WHAT YOU HAVE TO DO: Search the entries below for the line containing "task: segment the bare tree"; from there to the end, return every line exactly and add nothing.

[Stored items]
::::

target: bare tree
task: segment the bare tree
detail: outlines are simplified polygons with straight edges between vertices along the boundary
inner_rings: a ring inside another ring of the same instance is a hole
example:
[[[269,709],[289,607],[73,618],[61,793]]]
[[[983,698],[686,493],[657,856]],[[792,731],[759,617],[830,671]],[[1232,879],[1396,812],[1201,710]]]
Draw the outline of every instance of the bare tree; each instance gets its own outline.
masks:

::::

RESULT OF THIS EXERCISE:
task: segment the bare tree
detail: outlines are simplified polygons with straight edges between vertices along the boundary
inner_rings: a ring inside another ring of the same instance is a hole
example:
[[[269,709],[289,607],[73,618],[61,793]]]
[[[983,698],[686,493],[657,856]],[[792,731],[759,617],[830,671]],[[1232,879],[1396,812],[1201,710]]]
Draw the outline of every instance of the bare tree; each instance gets its own outline.
masks:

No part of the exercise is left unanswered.